PROBLEM REQUIREMENTS:
Take from the data every line in which the word "ponytail" is found.
____ DATA FOR THIS EXERCISE
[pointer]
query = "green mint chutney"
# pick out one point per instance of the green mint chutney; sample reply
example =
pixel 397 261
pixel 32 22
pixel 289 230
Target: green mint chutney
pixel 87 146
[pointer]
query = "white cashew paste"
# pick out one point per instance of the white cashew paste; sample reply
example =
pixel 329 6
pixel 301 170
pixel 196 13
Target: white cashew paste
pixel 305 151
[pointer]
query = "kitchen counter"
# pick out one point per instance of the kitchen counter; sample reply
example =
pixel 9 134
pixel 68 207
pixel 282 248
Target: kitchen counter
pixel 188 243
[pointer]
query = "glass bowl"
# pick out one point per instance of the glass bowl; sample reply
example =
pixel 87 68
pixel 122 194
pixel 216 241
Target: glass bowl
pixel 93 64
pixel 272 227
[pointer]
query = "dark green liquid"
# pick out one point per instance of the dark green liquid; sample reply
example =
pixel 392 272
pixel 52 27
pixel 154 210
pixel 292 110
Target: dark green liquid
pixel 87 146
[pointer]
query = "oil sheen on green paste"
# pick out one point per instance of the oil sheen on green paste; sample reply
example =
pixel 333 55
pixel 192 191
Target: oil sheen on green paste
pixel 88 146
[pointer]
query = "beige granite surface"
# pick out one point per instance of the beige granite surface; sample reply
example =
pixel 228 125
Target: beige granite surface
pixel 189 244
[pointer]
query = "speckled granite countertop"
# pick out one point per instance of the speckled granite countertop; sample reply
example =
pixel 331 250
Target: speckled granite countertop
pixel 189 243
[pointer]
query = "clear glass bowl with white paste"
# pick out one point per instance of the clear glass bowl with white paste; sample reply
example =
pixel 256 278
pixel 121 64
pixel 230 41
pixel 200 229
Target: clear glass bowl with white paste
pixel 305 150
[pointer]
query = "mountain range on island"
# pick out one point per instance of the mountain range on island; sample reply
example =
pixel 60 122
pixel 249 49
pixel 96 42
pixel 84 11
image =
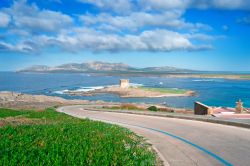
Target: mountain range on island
pixel 103 68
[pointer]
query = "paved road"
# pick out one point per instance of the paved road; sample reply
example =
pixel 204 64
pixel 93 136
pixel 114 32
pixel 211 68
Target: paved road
pixel 181 142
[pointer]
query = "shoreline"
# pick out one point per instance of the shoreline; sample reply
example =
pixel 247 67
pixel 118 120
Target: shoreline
pixel 136 92
pixel 40 102
pixel 230 76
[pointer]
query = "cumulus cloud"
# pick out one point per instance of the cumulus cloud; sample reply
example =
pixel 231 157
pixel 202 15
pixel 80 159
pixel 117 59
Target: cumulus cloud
pixel 118 6
pixel 138 20
pixel 32 19
pixel 199 4
pixel 96 41
pixel 244 20
pixel 36 29
pixel 5 19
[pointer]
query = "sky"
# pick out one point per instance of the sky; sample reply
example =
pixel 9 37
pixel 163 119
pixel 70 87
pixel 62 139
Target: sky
pixel 211 35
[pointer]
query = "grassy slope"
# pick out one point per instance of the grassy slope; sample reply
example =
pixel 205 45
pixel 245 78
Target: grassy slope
pixel 164 90
pixel 64 140
pixel 8 112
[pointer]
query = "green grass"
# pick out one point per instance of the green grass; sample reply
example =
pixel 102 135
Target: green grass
pixel 164 90
pixel 124 107
pixel 64 140
pixel 245 76
pixel 10 112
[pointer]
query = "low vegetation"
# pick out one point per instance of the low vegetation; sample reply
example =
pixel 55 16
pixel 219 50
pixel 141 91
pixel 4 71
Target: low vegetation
pixel 58 139
pixel 164 90
pixel 124 107
pixel 153 108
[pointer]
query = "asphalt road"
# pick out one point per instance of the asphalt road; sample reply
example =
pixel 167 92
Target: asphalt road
pixel 181 142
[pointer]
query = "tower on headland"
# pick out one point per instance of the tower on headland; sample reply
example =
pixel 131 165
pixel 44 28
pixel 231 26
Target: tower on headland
pixel 239 107
pixel 124 83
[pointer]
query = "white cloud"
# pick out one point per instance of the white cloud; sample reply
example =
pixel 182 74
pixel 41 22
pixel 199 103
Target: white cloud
pixel 138 20
pixel 244 20
pixel 199 4
pixel 32 19
pixel 38 29
pixel 118 6
pixel 152 40
pixel 5 20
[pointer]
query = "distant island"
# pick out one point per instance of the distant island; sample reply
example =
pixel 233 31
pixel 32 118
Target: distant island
pixel 125 90
pixel 121 69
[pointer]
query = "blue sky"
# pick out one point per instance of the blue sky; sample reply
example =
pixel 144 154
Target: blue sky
pixel 194 34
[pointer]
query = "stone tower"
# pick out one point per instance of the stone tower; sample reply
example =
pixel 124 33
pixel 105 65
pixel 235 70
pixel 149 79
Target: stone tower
pixel 124 83
pixel 239 107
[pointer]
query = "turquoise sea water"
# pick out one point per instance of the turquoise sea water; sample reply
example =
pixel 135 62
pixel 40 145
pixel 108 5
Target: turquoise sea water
pixel 217 92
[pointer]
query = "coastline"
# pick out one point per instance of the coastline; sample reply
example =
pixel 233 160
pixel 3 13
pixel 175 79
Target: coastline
pixel 136 92
pixel 40 102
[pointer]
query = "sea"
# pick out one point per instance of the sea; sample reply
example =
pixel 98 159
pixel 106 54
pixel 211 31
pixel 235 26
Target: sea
pixel 213 92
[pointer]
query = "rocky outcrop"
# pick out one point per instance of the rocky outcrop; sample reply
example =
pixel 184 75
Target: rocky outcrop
pixel 25 101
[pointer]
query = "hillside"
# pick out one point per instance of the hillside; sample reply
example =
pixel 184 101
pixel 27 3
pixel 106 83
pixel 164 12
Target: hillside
pixel 103 67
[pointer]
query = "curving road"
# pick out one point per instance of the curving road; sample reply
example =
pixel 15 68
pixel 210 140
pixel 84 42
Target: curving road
pixel 181 142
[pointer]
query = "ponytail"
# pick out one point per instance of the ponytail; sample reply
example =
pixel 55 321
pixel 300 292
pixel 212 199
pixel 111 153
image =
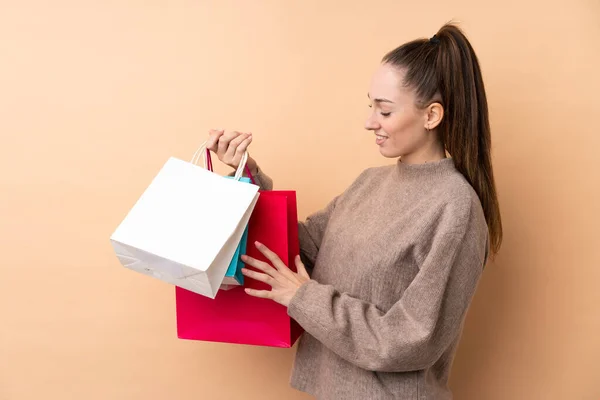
________
ANSWER SPACE:
query = "ponytail"
# pick out one point per instance of the ponytail; sample reply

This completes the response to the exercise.